EXERCISE SET
1 – Retype the portion of the eggplant page that begins at the words "When you buy" and ends after "pound of eggplant.".
2 – Answer these from the eggplant page:
(a) In which city and state is the kitchen where the dish is being made?
(b) About how much eggplant does the recipe call for?
(c) How thick should the eggplant slices be?

== EXTRACT

How to Cut and Broil Eggplant

    Published: 06-16-2009
    Views: 23,534
    Chef Amy Riolo demonstrates how to cut and broil eggplant.

    Amy Riolo: Hi! I'm Amy Riolo. Today, I am working in the kitchen at Sur La Table, in Arlington, Virginia. We're making Whole Wheat Penne with Tomato Eggplant Sauce. I am going to show you how to slice our eggplant and broil it.

    When you buy an eggplant, you always want to look for one that's nice and firm like this. It should be very shiny and it should have no bruises to it. Any bruises will really mean that it's old and as eggplant's age, they get bitter. So you want to get one that's nice and firm like this and it feels a little bit heavy for it's size. In this recipe, we are going to use about a pound of eggplant.

    So we'll start by slicing off the top and setting that aside. So what's nice about this eggplant is that it's nice and flat, we won't see any sieves and we have a little bit of green right around the edge. This shows us that it's a new egg plant, that it's nice and fresh. So we don't have to worry. A lot of people need to soak their egg plant in salt to remove the bitter juices before they use it, but in this recipe we don't need to do that. So now we begin slicing our eggplant and we want pretty thin slices. You can go about a quarter of an inch on this and just go all the way down.

====
== GIVEN ENTRIES

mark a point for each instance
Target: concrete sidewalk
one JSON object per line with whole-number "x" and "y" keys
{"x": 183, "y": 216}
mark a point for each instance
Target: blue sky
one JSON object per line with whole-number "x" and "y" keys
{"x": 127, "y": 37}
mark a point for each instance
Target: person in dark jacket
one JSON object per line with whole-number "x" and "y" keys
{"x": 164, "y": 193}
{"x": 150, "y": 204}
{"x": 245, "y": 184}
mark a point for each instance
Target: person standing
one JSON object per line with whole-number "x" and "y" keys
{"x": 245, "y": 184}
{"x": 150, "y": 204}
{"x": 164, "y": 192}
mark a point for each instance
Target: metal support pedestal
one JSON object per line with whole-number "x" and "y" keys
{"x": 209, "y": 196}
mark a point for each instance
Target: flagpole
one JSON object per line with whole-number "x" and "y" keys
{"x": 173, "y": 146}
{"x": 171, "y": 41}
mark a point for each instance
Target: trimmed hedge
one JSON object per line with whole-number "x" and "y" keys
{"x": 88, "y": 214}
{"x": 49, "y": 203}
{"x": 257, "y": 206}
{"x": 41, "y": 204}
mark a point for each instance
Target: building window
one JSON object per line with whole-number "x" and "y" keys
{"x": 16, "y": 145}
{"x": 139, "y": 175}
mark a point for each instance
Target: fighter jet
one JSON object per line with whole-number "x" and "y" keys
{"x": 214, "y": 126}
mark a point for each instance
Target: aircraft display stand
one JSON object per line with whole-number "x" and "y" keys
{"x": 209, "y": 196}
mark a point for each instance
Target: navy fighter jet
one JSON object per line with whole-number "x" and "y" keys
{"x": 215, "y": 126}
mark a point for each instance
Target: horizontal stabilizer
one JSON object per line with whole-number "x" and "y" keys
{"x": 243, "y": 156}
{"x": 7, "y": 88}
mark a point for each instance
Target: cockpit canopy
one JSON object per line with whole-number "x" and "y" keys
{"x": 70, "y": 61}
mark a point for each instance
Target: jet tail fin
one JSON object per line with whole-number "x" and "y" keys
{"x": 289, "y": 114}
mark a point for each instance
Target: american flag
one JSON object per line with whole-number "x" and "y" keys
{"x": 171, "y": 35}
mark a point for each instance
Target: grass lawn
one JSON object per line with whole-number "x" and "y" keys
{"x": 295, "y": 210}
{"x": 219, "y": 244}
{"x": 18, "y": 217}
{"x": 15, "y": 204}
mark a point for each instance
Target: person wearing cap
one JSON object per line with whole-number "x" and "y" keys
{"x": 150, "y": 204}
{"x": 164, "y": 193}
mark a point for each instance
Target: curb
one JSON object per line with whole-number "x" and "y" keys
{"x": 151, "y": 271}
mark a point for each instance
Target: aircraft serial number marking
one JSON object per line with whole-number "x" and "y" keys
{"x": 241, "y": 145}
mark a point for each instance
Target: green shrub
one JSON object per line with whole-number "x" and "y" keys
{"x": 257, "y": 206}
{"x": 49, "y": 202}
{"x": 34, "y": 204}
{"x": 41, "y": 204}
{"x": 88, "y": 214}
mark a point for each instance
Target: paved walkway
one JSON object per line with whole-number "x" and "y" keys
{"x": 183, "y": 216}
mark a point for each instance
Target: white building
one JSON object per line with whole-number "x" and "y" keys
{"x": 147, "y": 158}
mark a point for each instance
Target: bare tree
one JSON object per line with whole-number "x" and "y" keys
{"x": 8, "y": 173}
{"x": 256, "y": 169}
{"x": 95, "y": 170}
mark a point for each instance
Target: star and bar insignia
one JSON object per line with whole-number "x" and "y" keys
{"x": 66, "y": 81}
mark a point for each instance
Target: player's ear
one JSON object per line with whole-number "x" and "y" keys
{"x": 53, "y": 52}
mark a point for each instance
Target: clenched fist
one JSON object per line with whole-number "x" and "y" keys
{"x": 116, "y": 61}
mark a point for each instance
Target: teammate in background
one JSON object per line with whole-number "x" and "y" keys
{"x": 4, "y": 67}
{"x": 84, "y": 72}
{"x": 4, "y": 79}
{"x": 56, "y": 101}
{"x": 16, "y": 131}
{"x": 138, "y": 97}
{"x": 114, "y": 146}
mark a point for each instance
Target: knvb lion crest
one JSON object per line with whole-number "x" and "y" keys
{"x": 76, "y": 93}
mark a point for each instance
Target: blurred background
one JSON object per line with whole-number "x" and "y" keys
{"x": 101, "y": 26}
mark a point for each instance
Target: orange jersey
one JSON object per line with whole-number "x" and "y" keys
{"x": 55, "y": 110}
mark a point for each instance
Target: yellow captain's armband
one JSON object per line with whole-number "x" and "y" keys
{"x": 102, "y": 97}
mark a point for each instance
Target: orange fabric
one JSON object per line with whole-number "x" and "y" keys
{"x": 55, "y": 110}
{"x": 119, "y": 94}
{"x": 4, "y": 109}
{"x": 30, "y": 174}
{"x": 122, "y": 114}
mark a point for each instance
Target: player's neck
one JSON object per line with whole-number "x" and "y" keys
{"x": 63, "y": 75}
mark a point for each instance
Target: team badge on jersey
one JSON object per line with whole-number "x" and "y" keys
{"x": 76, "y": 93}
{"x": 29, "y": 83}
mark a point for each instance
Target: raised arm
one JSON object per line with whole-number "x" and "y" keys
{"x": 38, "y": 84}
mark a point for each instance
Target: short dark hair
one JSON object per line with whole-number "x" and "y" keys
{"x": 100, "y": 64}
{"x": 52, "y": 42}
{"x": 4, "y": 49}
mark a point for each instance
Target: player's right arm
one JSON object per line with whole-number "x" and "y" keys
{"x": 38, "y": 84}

====

EXERCISE ANSWERS
1 –
When you buy an eggplant, you always want to look for one that's nice and firm like this. It should be very shiny and it should have no bruises to it. Any bruises will really mean that it's old and as eggplant's age, they get bitter. So you want to get one that's nice and firm like this and it feels a little bit heavy for it's size. In this recipe, we are going to use about a pound of eggplant.

2 –
(a) Arlington, Virginia
(b) About a pound
(c) About a quarter of an inch